PROVIDED TEXT:
————
Panicology by Simon Briscoe and Hugh Aldersey-Williams
|Panicology by Simon Briscoe and Hugh Aldersey-Williams|
|Category: Popular Science|
|Reviewer: Magda Healey|
|Summary: A successful attempt at putting some sense into the scare stories of recent years, each essay summarises essential facts and statistics while trying to ascertain the real risk and compare it to the level of panic. Best used as a reference tool when the readers start to wonder about a particular scare.|
|Buy? Maybe||Borrow? Yes|
|Pages: 304||Date: February 2008|
In Panicology, two British writers ( with a background in social and natural sciences) attempt to put some sense into the most popular scare stories that have appeared in the media in recent years. They analyse each of the subjects showing how the wide social factors (including the combined influence of media seeking sensation, political agendas of the government and opposition and changing social trends) contribute to the perception of risks and creation of panics - moral and otherwise.
Apart from reminding us of a lot of ways in which the human mind is not very good at dealing with statistical data, the authors also - at least half seriously - propose a replacement of a classic social science assessment of risk (a probability of event times its impact) by a "panic equation" in which a risk is estimated by multiplying hazard by outrage (and outrage, somehow, related to a media value of the danger). Thus, more stringent government warnings about travel to terrorist hotspots than locations at risk of volcanic eruption; and thus more people fearing fire than drowning even though many more drown than die in the fire.
————
ENTRIES PROVIDED:
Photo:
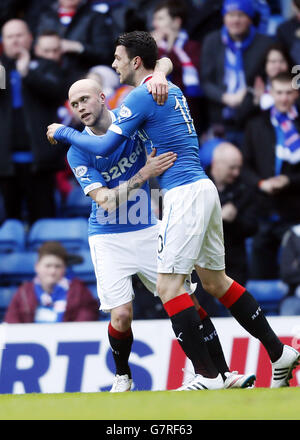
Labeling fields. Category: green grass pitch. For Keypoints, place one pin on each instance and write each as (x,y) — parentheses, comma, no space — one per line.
(248,404)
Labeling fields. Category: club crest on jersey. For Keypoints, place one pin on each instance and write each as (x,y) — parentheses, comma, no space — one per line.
(80,171)
(125,112)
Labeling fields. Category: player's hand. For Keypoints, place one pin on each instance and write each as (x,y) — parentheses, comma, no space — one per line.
(156,165)
(158,86)
(51,129)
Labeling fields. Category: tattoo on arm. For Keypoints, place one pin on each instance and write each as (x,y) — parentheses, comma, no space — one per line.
(123,191)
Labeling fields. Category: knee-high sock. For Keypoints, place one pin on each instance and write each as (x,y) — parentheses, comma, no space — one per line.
(245,309)
(188,329)
(121,343)
(212,341)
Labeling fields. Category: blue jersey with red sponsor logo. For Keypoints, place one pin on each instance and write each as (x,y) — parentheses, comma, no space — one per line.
(94,171)
(167,128)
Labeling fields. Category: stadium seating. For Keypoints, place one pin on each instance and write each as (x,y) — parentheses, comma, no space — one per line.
(17,267)
(12,236)
(77,204)
(268,294)
(71,232)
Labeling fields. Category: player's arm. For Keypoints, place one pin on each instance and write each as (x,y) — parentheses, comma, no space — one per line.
(111,198)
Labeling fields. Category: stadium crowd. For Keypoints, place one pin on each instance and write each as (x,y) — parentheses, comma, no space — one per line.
(237,71)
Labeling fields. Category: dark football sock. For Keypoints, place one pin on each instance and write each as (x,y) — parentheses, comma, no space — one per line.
(212,341)
(188,330)
(121,343)
(245,309)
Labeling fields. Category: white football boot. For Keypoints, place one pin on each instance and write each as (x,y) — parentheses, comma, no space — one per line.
(121,384)
(283,368)
(235,380)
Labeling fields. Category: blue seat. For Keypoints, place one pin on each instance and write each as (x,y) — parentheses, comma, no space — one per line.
(71,232)
(268,293)
(77,204)
(17,267)
(84,270)
(12,236)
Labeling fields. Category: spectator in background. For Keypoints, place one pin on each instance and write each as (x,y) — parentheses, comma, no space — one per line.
(272,166)
(290,271)
(51,296)
(86,35)
(28,10)
(277,60)
(231,59)
(34,90)
(169,20)
(238,208)
(288,33)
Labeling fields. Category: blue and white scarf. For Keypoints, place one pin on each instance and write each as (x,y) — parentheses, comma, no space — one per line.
(234,74)
(288,138)
(190,76)
(51,307)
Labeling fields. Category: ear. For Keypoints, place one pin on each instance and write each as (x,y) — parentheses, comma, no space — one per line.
(137,62)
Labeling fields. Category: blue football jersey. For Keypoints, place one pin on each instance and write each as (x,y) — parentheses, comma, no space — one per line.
(167,128)
(92,171)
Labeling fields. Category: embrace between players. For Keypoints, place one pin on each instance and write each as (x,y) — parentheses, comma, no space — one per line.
(109,163)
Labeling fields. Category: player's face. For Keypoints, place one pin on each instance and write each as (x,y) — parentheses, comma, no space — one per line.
(123,66)
(237,23)
(50,269)
(284,95)
(87,105)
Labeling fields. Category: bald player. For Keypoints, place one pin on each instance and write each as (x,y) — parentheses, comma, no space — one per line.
(123,231)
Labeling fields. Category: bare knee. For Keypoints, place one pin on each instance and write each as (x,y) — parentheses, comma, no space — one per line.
(216,284)
(121,318)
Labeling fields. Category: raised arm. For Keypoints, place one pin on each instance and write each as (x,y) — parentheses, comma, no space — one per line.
(101,146)
(111,198)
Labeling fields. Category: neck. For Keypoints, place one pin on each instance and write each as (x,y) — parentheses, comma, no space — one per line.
(102,125)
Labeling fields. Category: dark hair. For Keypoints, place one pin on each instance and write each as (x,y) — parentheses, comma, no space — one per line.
(278,48)
(141,44)
(297,3)
(176,8)
(48,33)
(53,248)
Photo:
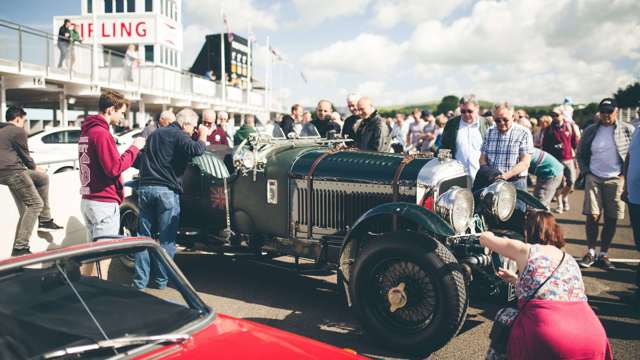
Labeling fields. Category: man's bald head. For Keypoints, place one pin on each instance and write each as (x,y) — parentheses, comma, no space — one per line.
(324,109)
(365,108)
(208,117)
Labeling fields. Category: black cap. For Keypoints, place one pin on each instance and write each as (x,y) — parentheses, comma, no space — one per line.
(607,105)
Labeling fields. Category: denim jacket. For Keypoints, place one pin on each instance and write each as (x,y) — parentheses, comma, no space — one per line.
(621,135)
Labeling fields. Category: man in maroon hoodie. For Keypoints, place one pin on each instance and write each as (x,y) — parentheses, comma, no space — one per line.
(101,166)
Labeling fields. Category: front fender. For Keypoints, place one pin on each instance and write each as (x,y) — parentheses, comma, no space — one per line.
(429,222)
(530,200)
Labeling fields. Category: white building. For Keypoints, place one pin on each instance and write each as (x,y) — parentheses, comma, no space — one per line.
(154,26)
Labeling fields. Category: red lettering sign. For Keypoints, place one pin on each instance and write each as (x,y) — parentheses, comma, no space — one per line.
(141,29)
(125,28)
(114,29)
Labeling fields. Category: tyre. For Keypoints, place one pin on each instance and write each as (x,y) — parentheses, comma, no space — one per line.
(406,295)
(129,215)
(64,169)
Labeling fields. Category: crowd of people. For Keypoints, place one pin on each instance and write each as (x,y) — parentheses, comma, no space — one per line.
(501,144)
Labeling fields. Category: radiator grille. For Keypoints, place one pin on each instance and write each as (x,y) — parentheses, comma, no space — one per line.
(335,209)
(448,184)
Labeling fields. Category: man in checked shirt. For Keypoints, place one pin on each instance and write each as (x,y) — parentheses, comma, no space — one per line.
(507,147)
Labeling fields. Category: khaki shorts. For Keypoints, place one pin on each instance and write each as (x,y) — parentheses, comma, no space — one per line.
(570,173)
(602,196)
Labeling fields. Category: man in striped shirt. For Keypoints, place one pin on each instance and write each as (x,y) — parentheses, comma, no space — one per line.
(507,147)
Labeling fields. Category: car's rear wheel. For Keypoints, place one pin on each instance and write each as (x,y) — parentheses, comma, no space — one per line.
(129,216)
(409,297)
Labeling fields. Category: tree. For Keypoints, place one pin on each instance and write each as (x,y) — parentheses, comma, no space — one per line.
(584,116)
(449,102)
(628,97)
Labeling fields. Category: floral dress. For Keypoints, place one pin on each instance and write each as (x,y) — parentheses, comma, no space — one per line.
(565,285)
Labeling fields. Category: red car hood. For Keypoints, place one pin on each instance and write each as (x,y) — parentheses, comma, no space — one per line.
(234,339)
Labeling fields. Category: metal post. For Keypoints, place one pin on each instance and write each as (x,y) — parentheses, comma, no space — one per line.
(223,70)
(142,111)
(63,108)
(3,99)
(46,57)
(109,59)
(20,48)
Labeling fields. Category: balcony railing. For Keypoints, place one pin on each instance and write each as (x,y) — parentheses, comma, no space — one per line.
(33,52)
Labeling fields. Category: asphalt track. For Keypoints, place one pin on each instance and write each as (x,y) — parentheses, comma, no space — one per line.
(308,305)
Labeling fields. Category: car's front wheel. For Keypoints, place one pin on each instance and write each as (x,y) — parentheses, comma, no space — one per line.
(129,215)
(409,296)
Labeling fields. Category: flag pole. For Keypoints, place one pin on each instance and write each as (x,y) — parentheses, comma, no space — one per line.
(267,67)
(249,56)
(223,70)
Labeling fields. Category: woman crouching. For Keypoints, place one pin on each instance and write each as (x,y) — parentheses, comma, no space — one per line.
(553,319)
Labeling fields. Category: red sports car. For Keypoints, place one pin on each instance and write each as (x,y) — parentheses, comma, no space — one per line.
(78,303)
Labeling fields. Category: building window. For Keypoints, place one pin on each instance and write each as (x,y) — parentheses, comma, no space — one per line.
(148,53)
(119,5)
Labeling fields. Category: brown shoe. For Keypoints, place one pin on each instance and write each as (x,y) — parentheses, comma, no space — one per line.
(605,263)
(586,261)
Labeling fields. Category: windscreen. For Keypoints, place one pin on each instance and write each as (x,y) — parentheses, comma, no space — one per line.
(78,301)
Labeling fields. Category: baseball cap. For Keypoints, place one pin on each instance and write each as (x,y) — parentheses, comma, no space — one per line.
(607,104)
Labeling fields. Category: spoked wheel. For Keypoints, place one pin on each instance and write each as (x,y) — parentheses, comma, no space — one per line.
(408,292)
(402,294)
(129,214)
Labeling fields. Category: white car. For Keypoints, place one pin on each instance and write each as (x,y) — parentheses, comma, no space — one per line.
(56,149)
(125,139)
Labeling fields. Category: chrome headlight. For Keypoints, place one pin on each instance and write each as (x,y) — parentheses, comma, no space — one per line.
(500,198)
(498,261)
(456,207)
(245,159)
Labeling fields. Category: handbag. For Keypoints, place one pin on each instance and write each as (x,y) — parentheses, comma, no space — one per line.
(500,330)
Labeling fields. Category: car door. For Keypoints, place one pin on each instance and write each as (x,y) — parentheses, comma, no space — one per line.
(63,143)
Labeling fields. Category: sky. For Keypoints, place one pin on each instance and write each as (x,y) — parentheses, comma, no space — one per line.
(527,52)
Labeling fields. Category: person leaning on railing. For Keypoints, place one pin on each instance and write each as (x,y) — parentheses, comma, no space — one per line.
(29,184)
(63,41)
(553,319)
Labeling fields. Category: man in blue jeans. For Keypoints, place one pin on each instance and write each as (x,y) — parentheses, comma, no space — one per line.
(631,194)
(167,153)
(507,147)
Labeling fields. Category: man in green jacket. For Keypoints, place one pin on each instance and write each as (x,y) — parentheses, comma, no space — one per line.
(464,134)
(245,130)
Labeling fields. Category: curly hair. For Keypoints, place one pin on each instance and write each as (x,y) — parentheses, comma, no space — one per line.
(541,228)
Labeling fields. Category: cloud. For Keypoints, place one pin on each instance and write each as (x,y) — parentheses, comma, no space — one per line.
(314,12)
(239,13)
(524,51)
(366,54)
(194,37)
(372,89)
(388,13)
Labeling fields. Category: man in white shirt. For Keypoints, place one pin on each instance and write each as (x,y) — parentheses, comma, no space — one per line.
(227,126)
(463,135)
(601,152)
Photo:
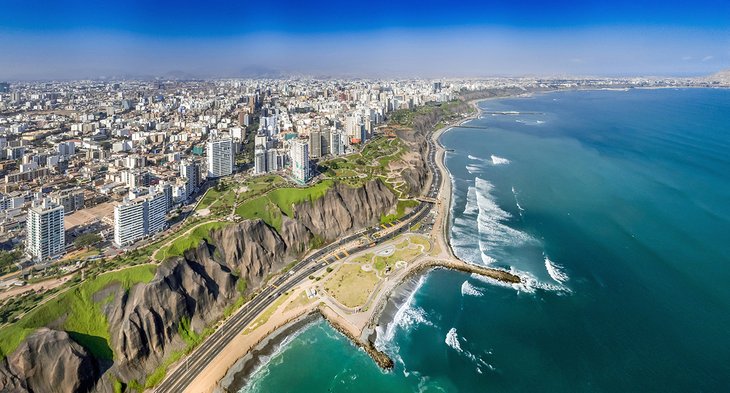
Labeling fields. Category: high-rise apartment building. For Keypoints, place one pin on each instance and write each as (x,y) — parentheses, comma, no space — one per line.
(190,171)
(315,144)
(300,160)
(140,217)
(220,157)
(45,234)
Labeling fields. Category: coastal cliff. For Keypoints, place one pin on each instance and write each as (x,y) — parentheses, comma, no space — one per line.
(343,209)
(49,361)
(150,321)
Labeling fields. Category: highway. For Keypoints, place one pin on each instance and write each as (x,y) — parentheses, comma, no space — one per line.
(177,380)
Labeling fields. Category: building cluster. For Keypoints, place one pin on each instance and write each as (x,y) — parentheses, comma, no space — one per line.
(119,158)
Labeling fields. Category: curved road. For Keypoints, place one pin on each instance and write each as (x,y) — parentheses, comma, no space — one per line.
(195,362)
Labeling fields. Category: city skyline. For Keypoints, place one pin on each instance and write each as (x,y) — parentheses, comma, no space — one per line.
(375,39)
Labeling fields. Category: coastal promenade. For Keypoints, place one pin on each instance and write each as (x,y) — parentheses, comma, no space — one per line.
(275,307)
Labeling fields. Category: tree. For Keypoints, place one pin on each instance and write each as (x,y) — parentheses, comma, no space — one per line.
(87,239)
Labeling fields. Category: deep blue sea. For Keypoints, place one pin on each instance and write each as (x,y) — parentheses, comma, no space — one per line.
(615,205)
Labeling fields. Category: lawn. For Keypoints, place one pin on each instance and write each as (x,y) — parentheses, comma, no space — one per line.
(271,206)
(261,208)
(264,317)
(351,286)
(84,321)
(285,198)
(190,240)
(400,211)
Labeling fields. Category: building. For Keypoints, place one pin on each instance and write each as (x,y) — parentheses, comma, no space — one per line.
(190,171)
(143,216)
(220,157)
(129,221)
(45,234)
(335,145)
(71,200)
(315,144)
(300,160)
(260,161)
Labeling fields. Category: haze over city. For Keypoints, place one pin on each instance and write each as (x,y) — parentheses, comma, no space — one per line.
(369,196)
(367,39)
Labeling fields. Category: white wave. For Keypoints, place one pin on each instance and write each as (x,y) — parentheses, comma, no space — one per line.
(530,122)
(528,283)
(555,271)
(492,232)
(472,169)
(452,340)
(407,315)
(262,369)
(520,209)
(471,157)
(491,218)
(468,289)
(496,160)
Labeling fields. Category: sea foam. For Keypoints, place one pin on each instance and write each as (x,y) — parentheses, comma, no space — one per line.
(468,289)
(497,160)
(555,271)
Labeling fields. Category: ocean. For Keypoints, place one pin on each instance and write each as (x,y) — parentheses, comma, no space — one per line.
(615,205)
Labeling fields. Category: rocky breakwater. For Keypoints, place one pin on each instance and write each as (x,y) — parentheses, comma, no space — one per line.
(148,322)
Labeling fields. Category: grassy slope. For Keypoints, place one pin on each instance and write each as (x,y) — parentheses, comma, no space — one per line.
(192,239)
(271,206)
(84,320)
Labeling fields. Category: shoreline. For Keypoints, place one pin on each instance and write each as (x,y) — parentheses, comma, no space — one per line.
(239,374)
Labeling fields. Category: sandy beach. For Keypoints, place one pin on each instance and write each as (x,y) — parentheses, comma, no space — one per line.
(229,371)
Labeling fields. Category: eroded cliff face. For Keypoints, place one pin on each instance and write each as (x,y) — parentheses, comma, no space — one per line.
(148,318)
(416,176)
(254,249)
(344,209)
(189,292)
(49,361)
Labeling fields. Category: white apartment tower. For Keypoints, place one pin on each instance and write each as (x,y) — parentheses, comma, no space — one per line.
(134,219)
(46,237)
(220,157)
(190,171)
(300,161)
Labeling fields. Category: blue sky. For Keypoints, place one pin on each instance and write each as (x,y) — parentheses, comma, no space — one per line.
(74,39)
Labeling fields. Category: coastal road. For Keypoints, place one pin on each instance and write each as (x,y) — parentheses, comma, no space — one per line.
(195,363)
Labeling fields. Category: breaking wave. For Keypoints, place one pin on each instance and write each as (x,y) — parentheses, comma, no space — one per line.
(468,289)
(452,340)
(496,160)
(407,315)
(555,271)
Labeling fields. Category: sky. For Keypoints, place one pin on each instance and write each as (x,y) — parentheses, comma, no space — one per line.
(48,39)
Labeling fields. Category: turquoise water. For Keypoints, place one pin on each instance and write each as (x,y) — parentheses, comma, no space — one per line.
(616,207)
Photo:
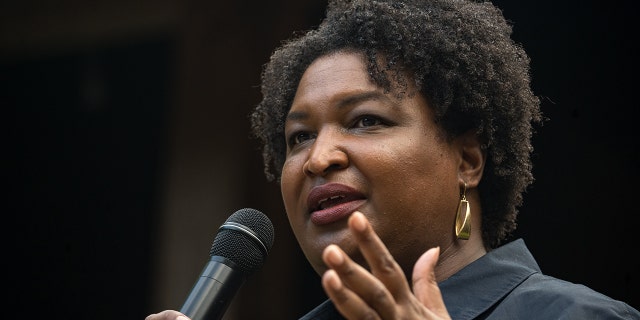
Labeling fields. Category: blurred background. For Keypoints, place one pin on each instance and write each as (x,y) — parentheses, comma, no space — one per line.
(127,145)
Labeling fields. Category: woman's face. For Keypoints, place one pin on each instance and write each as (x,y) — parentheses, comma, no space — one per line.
(350,146)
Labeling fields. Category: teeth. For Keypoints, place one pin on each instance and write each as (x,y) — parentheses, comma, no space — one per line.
(327,199)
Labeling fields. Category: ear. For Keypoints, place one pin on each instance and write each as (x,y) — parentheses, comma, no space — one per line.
(472,158)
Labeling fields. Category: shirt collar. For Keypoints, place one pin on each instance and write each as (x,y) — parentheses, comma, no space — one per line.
(484,282)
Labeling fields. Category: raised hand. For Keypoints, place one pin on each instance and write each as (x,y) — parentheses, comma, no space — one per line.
(382,293)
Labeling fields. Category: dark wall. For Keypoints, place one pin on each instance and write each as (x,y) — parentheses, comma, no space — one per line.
(90,124)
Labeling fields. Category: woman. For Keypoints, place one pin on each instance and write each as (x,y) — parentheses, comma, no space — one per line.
(400,134)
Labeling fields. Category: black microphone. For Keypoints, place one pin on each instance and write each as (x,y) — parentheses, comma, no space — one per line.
(240,248)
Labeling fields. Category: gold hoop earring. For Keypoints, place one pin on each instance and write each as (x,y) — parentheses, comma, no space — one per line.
(463,218)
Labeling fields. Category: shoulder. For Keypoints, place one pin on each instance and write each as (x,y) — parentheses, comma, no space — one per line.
(553,298)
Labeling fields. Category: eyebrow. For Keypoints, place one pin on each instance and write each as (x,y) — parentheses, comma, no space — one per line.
(350,100)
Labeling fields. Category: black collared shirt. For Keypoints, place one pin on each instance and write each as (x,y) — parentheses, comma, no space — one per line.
(507,283)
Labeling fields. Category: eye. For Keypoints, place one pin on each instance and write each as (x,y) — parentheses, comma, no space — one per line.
(368,121)
(299,137)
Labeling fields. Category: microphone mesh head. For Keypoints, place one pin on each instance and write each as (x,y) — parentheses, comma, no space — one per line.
(240,247)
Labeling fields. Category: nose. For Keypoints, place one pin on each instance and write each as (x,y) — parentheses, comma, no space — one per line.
(326,155)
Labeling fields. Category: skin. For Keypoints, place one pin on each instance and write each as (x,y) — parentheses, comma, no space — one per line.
(344,130)
(393,153)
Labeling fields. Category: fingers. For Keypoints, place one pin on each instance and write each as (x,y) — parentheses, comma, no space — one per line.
(425,286)
(356,293)
(167,315)
(383,265)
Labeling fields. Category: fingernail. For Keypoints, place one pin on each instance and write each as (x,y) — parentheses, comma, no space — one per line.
(333,280)
(359,222)
(334,255)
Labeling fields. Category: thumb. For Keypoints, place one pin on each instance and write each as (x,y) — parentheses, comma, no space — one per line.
(425,286)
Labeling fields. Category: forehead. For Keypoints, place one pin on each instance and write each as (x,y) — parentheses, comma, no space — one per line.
(334,72)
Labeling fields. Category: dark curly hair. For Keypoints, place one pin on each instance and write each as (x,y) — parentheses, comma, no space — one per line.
(462,58)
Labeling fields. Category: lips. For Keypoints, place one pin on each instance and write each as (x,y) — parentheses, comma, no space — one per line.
(333,202)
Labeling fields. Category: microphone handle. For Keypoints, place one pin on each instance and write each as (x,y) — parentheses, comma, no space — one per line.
(214,290)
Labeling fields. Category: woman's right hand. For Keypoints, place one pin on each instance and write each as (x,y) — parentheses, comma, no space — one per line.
(167,315)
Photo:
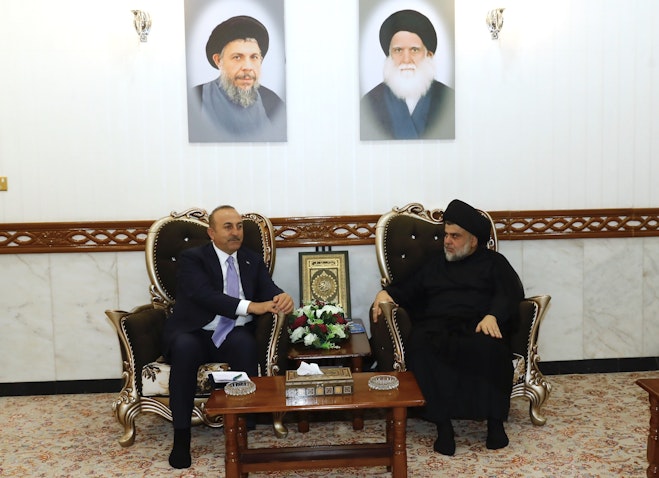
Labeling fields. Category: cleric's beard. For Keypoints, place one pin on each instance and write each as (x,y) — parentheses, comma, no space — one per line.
(409,84)
(459,254)
(240,96)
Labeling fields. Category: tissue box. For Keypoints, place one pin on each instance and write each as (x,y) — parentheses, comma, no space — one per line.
(333,381)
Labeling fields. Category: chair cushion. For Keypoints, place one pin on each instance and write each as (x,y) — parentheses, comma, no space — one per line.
(155,378)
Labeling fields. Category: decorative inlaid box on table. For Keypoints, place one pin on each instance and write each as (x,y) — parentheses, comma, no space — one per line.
(333,381)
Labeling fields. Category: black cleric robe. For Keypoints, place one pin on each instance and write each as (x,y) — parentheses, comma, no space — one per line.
(462,374)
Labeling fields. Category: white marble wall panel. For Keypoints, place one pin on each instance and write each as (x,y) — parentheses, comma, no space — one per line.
(132,281)
(613,293)
(651,297)
(556,268)
(83,287)
(26,319)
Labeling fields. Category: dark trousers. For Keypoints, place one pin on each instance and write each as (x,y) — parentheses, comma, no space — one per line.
(190,350)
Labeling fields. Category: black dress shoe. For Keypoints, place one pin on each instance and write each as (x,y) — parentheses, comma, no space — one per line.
(445,443)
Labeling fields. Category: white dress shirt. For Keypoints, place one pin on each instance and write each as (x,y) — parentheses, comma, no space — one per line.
(241,310)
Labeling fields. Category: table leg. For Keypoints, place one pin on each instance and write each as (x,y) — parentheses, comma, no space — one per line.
(231,457)
(356,365)
(653,438)
(398,435)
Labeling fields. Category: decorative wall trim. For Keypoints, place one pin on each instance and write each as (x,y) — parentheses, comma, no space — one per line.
(108,236)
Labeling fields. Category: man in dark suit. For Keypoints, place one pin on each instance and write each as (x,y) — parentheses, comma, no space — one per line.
(202,303)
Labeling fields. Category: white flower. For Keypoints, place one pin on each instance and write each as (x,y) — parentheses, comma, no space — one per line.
(337,330)
(309,339)
(331,308)
(298,333)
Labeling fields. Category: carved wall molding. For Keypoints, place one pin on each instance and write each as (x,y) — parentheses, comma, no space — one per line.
(108,236)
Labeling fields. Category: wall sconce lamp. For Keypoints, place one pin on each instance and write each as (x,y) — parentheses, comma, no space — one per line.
(494,21)
(142,22)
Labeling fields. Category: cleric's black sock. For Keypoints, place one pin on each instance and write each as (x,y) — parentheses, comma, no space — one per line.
(496,435)
(180,455)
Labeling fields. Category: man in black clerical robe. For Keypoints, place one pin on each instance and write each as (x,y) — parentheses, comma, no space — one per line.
(235,107)
(409,103)
(467,302)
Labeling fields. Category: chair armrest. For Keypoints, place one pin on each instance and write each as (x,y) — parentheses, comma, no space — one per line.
(388,337)
(531,313)
(272,342)
(140,337)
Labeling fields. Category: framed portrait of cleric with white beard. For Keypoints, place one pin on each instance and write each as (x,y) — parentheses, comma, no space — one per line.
(407,70)
(235,66)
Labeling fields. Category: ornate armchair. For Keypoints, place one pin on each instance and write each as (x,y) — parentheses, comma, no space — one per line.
(145,374)
(404,237)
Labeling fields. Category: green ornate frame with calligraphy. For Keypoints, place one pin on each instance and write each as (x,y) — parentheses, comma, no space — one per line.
(325,276)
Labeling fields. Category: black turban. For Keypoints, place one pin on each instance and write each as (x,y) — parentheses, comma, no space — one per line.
(236,28)
(468,218)
(408,21)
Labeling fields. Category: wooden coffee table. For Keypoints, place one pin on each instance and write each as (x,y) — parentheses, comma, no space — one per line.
(270,397)
(651,385)
(354,349)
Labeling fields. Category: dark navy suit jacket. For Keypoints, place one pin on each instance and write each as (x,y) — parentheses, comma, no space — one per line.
(199,292)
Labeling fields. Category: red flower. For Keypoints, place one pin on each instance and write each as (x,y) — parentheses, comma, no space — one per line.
(301,321)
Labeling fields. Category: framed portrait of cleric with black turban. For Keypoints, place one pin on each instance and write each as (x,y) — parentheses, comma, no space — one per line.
(235,68)
(407,70)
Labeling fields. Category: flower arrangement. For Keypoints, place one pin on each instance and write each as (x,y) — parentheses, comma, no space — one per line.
————
DESCRIPTION OF THE TASK:
Name every labeled field in the header of the Panicology review, along with the value given for each except the summary.

TASK ANSWER:
- Category: Popular Science
- Reviewer: Magda Healey
- Summary
- Buy?: Maybe
- Borrow?: Yes
- Pages: 304
- Date: February 2008